**PASSAGE:**
To enable this option, specify the Latent dimension parameter as a finite positive integer.

Lambda — Loss function regularization constant
`0` (default) | positive scalar

Constant coefficient applied to the regularization term added to the loss function, specified as a positive scalar.

The loss function with the regularization term is given by:

${\hat{V}}_{N} (θ) = \frac{1}{N} \sum_{t = 1}^{N} ε^{2} (t, θ) + \frac{1}{N} λ {‖ θ ‖}^{2}$

where t is the time variable, N is the size of the batch, ε is the sum of the reconstruction loss and autoencoder loss, θ is a concatenated vector of weights and biases of the neural network, and λ is the regularization constant that you can tune.

For more information, see Regularized Estimates of Model Parameters.

Loss function — Type of function used to calculate loss
`Mean of absolute error` (default) | `Mean of squared error`

You can specify one of the following:

Mean of absolute error — uses the mean value of the absolute error.
Mean of squared error — uses the mean value of the squared error.

Maximum iterations — Maximum number of iterations
`100` (default) | positive integer

Maximum number of iterations to use for training, specified as a positive integer.

The L-BFGS solver is a full-batch solver, which means that it processes the entire training set in a single iteration.

You can specify Maximum iterations only when Training algorithm is LBFGS.

Line search method — Method to find suitable learning rate
`"weak-wolfe"` (default) | `"strong-wolfe"` | `"backtracking"`

Method to find suitable learning rate, specified as one of these values:

"weak-wolfe" — Search for a learning rate that satisfies the weak Wolfe conditions. This method maintains a positive definite approximation of the inverse Hessian matrix.
"strong-wolfe" — Search for a learning rate that satisfies the strong Wolfe conditions. This method maintains a positive definite approximation of the inverse Hessian matrix.
"backtracking" — Search for a learning rate that satisfies sufficient decrease conditions. This method does not maintain a positive definite approximation of the inverse Hessian matrix.

You can specify Line search method only when Training algorithm is LBFGS.

History size — Number of state updates to store
`10` (default) | positive integer

Number of state updates to store, specified as a positive integer. Values between 3 and 20 suit most tasks.

The L-BFGS algorithm uses a history of gradient calculations to approximate the Hessian matrix recursively. For more information, see Limited-Memory BFGS (Deep Learning Toolbox).

You can specify History size only when Training algorithm is LBFGS.

Initial inverse Hessian factor — Initial value that characterizes approximate inverse Hessian matrix
`1` (default) | positive scalar

Initial value that characterizes the approximate inverse Hessian matrix, specified as a positive scalar.

To save memory, the L-BFGS algorithm does not store and invert the dense Hessian matrix B. Instead, the algorithm uses the approximation $B_{k - m}^{- 1} \approx λ_{k} I$ , where m is the history size, the inverse Hessian factor $λ_{k}$ is a scalar, and I is the identity matrix. The algorithm then stores the scalar inverse Hessian factor only. The algorithm updates the inverse Hessian factor at each step.

The initial inverse hessian factor is the value of $λ_{0}$ .

For more information, see Limited-Memory BFGS (Deep Learning Toolbox).

You can specify Initial inverse Hessian factor only when Training algorithm is LBFGS.

**GIVEN INFORMATION:**
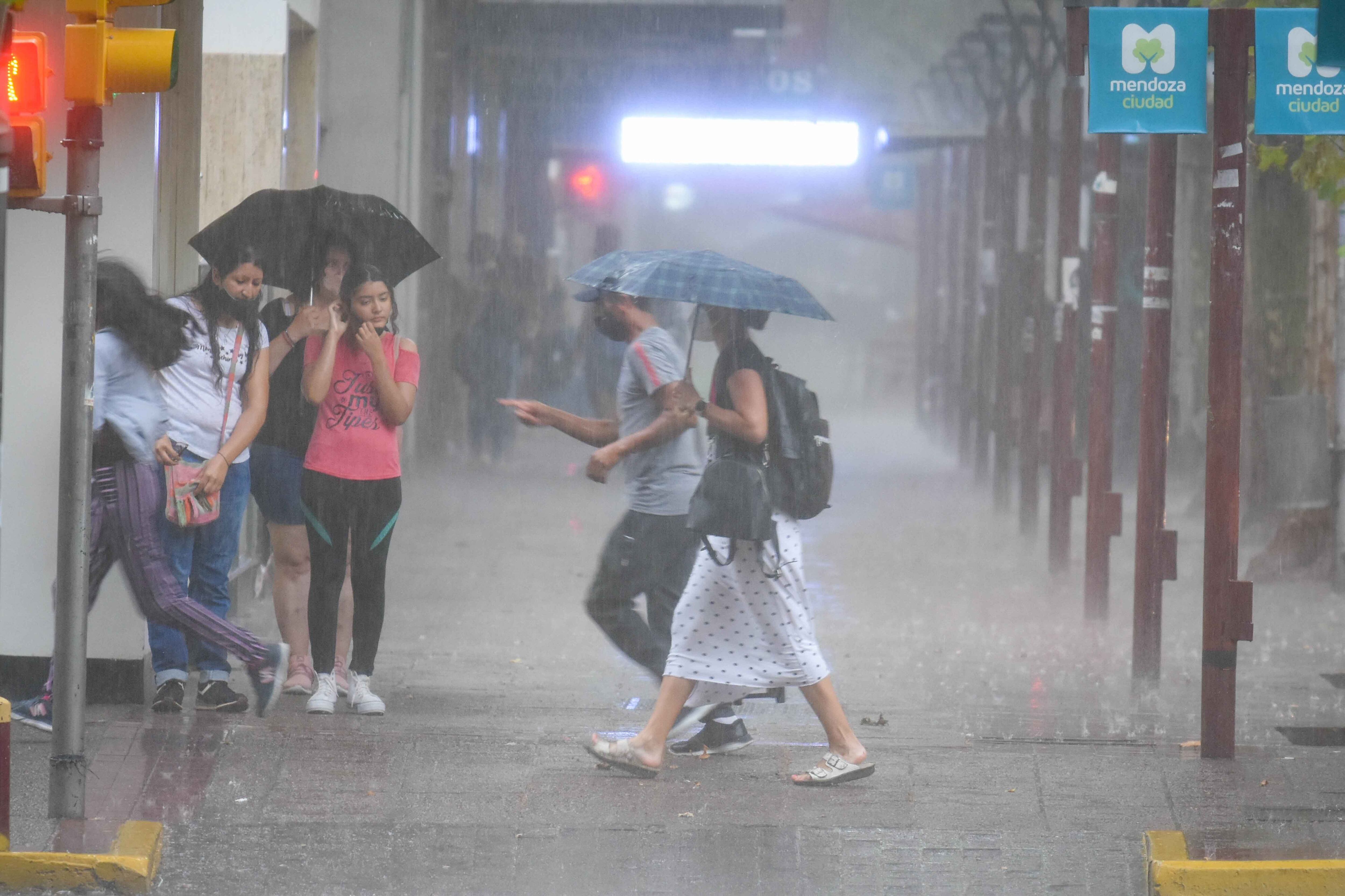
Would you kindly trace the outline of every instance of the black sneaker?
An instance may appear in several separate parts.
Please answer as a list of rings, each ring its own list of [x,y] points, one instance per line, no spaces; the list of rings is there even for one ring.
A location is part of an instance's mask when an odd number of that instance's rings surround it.
[[[182,701],[187,699],[187,685],[182,678],[169,678],[155,690],[155,712],[182,712]]]
[[[701,728],[690,740],[668,744],[668,752],[679,756],[714,756],[721,752],[742,750],[749,743],[752,743],[752,735],[748,733],[748,727],[742,724],[741,719],[734,719],[729,724],[707,721],[705,728]]]
[[[257,692],[258,716],[265,716],[276,705],[276,700],[280,699],[280,682],[288,668],[289,645],[280,642],[266,647],[266,665],[247,670],[247,677],[253,681],[253,690]],[[200,704],[200,697],[196,697],[196,704]],[[247,704],[243,703],[243,705]]]
[[[227,681],[207,681],[196,690],[196,709],[247,712],[247,697],[230,688]]]
[[[677,719],[672,720],[672,727],[668,729],[668,737],[681,737],[686,732],[695,728],[698,724],[709,719],[717,709],[720,704],[707,703],[699,707],[682,707],[678,709]]]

**AIM 1:**
Answer these questions from the training-parameter text:
(a) What is the default value of Maximum iterations?
(b) Which line search method does not maintain a positive definite approximation of the inverse Hessian matrix?
(c) What range of History size values suits most tasks?
**AIM 2:** Extend the training-parameter text past its last sentence, keeping the same style of parameter entries.
The material comes from a different source than the training-parameter text.

**RIGHT ANSWER 1:**
(a) 100
(b) "backtracking"
(c) Values between 3 and 20

**RIGHT ANSWER 2:**
Maximum line search iterations — Maximum number of line search iterations
`20` (default) | positive integer

Maximum number of line search iterations to determine the learning rate, specified as a positive integer.

You can specify Maximum line search iterations only when Training algorithm is LBFGS.

Learn rate — Learning rate used for training
positive scalar

Learning rate used for training, specified as a positive scalar. The default value is 0.001 for Adam and RMSProp solvers and 0.01 for SGDM solver.

If the learning rate is too small, then training can take a long time. If the learning rate is too large, then training might reach a suboptimal result or diverge. You can specify Learn rate only when Training algorithm is ADAM, SGDM, or RMSProp.

Maximum number of epochs — Maximum number of epochs
100 (default) | positive integer

Maximum number of epochs to use for training, specified as a positive integer. An epoch is the full pass of the training algorithm over the entire training set. You can specify Maximum number of epochs only when Training algorithm is ADAM, SGDM, or RMSProp.

Number of Window Fraction — Fraction of total number of frames or batches
`1` (default) | positive scalar less than or equal to `1`

Fraction of the total number of frames or batches used in each iteration within a training epoch, specified as a positive scalar less than or equal to one.

If NumWindowFraction = 1, in each training epoch, you use all the available data samples for estimation. This approach is called full-batch learning.

If NumWindowFraction < 1, at the start of each training epoch, the algorithm randomly shuffles all the batches. Then the algorithm divides these batches into consecutive groups where each group contains a fraction of the total number of batches as specified by NumWindowFraction. During the training epoch, the algorithm iterates over these groups, using a different subset of data samples in each iteration. This approach is called mini-batch or stochastic learning. For mini-batch learning, loss in an epoch is approximated by taking the average of losses in all iterations within the epoch.

You can specify Number of Window Fraction only when Training algorithm is ADAM, SGDM, or RMSProp.

Window size — Size of data frames
`Inf` (default) | positive integer

Number of samples in each frame or batch when segmenting data for model training, specified as a positive integer.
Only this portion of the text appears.